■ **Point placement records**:
----

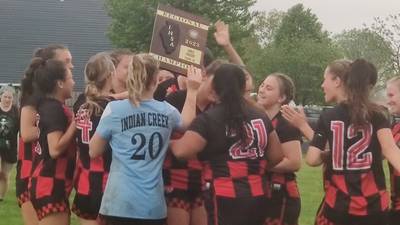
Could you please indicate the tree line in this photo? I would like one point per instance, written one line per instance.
(293, 42)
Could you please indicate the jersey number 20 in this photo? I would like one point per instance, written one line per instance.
(154, 147)
(355, 158)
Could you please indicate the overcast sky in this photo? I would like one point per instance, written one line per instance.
(337, 15)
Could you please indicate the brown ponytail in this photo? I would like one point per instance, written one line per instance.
(97, 70)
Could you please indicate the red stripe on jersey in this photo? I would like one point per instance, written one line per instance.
(44, 186)
(330, 196)
(97, 164)
(224, 187)
(292, 189)
(26, 166)
(340, 183)
(61, 167)
(83, 184)
(237, 169)
(263, 166)
(105, 176)
(384, 199)
(207, 172)
(368, 185)
(181, 178)
(396, 132)
(274, 122)
(21, 149)
(194, 164)
(256, 186)
(358, 206)
(278, 178)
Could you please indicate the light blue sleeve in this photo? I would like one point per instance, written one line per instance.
(104, 129)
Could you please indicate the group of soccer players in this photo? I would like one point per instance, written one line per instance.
(206, 154)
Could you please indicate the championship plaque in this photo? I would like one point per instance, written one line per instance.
(179, 39)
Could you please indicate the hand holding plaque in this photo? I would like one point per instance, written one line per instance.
(221, 33)
(194, 77)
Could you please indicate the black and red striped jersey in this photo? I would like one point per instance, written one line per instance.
(235, 169)
(52, 177)
(97, 168)
(394, 174)
(356, 181)
(286, 133)
(25, 157)
(177, 173)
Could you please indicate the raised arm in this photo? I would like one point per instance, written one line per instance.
(58, 141)
(28, 129)
(222, 38)
(189, 108)
(274, 150)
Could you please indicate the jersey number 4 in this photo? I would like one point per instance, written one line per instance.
(154, 145)
(355, 158)
(255, 129)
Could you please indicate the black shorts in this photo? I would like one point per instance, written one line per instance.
(87, 206)
(282, 210)
(345, 219)
(235, 211)
(113, 220)
(9, 155)
(184, 199)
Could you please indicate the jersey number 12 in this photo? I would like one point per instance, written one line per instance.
(355, 158)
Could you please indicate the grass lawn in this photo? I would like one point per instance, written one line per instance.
(309, 180)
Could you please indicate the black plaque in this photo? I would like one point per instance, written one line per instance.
(179, 39)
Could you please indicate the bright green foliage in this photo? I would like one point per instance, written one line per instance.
(367, 44)
(300, 49)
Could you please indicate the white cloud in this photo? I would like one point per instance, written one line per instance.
(337, 15)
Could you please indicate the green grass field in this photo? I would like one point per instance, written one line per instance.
(309, 180)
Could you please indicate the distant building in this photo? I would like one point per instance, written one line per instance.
(25, 25)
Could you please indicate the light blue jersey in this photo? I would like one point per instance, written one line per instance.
(139, 138)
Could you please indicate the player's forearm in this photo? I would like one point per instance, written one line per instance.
(189, 108)
(234, 57)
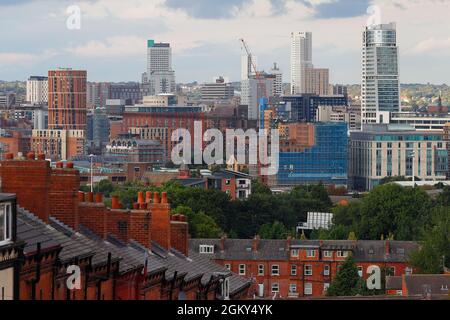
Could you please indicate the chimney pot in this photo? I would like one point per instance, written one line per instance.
(140, 197)
(164, 197)
(148, 196)
(156, 198)
(115, 203)
(99, 197)
(81, 197)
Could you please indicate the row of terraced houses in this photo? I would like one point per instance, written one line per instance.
(47, 227)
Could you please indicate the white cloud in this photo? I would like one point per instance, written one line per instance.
(432, 45)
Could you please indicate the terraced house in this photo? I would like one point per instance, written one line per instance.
(66, 245)
(301, 268)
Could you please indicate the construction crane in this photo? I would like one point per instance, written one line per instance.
(258, 75)
(261, 85)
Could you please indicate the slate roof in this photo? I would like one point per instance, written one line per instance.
(427, 284)
(241, 249)
(393, 283)
(363, 250)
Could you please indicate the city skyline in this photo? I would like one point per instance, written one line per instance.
(111, 43)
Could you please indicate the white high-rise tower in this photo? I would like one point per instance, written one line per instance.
(380, 89)
(301, 62)
(160, 78)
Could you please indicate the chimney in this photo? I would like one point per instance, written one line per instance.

----

■ **EXERCISE OBJECTIVE**:
Transcribe the listing in full and omit the pictures.

■ **ANSWER IN FULL**:
Could you please indicate the tree line in this photo? I would like one point per instance, written one line per instance.
(293, 42)
Could you please indicate the jersey number 20 in this photo? I would like one point per instance, written one line per instance.
(154, 147)
(355, 158)
Could you please indicate the overcast sky in this photo? I would like one point per instance, written one line per instance.
(337, 15)
Could you please indicate the brown ponytail in this photo? I would like one point per instance, written one line per instance.
(97, 70)
Could you please indicate the red stripe on jersey in this photo? I would like one point per instance, written one line per instance.
(44, 186)
(330, 196)
(97, 164)
(224, 187)
(292, 189)
(26, 166)
(340, 183)
(61, 167)
(83, 184)
(237, 169)
(263, 166)
(105, 176)
(384, 199)
(207, 172)
(368, 185)
(181, 178)
(396, 132)
(274, 122)
(21, 149)
(194, 164)
(256, 186)
(358, 206)
(278, 178)
Could you please indicate the light blue sleeve in this photo? I would like one point per instance, written one line per instance.
(104, 129)
Could you please indicate the group of soccer players in this photo? I would like one point per instance, written one line per instance.
(206, 154)
Could you please indicate the championship plaque in this photo? I would like one point per instance, written one line per instance.
(179, 39)
Could you please indicate the hand holding plaque in this photo? I would like one point per instance, written one line per instance.
(221, 33)
(194, 77)
Could you please indicate the black and red striped jersey in this photo? I would like one point per instance, written one line per instance.
(235, 169)
(52, 177)
(97, 168)
(394, 174)
(356, 181)
(286, 133)
(25, 157)
(177, 173)
Could you please indicate the raised arm in this photo? I would like one point per instance, written one line per instance.
(58, 141)
(28, 129)
(222, 38)
(189, 108)
(274, 150)
Could you please indicate the jersey number 4 in this photo? I would like one point per instance, written one line per instance.
(154, 145)
(355, 158)
(255, 129)
Could you please indicate the black shorts in this photo? I would like one point per instance, written one line per instance.
(87, 206)
(282, 210)
(345, 219)
(235, 211)
(113, 220)
(9, 155)
(184, 199)
Could you please indicate the jersey number 12 in this photo? I would like one point per instance, written one line per instance.
(355, 158)
Could you please indicate the grass lawn in this photo? I would like one point per instance, written one line per instance.
(309, 180)
Could you please indicate the black plaque in this photo? I would like one point per instance, written one line per instance.
(179, 39)
Could you please indicate the bright green foliage in this photo? I would like one point per instance, written one line per instance.
(367, 44)
(300, 49)
Could you please indicate the white cloud in this photo? I would like one point per instance, written one line per instance.
(337, 15)
Could you please indicate the green grass field in this photo? I would like one point per instance, written one line per instance.
(309, 180)
Could you please indicate the distant building in this photo? I would like one point per instance, written one line per instance.
(25, 25)
Could you please indicate the light blue jersey in this photo? I would like one point per instance, written one line per instance.
(139, 138)
Could you please indicate the player's forearm in this photo? I would like one point per instance, written one line per instance.
(189, 108)
(234, 57)
Could you please indicate the chimney pot in this photo? I would like one point per instance, written one line per instance.
(140, 197)
(164, 197)
(148, 196)
(156, 198)
(115, 203)
(99, 197)
(81, 197)
Could you please indicate the row of terraced houses in this photo? I would like one point per instance, written one line per instance.
(47, 227)
Could you please indicate the white cloud in this photo? I would like one point per instance, written one line per instance.
(432, 45)
Could you please indicate the terraced house in this photo? I would like one point per instance, written one line per instance.
(66, 245)
(301, 268)
Could you please indicate the construction crane in this photo? I would like one point per instance, written one line per instance.
(258, 75)
(261, 85)
Could you please indicate the slate roof in this photo? I would like one point per instance, written one line per instance.
(427, 284)
(241, 249)
(393, 283)
(363, 250)
Could you please indicate the city skyline in this photo? I would like one point per instance, written one line per instance.
(111, 43)
Could you please indicate the white high-rise tower in this photo? I would like one point per instance, written one line per instance.
(380, 89)
(301, 62)
(160, 78)
Could you please indicate the chimney in this photo? I would like one point per instance, written one line per instance.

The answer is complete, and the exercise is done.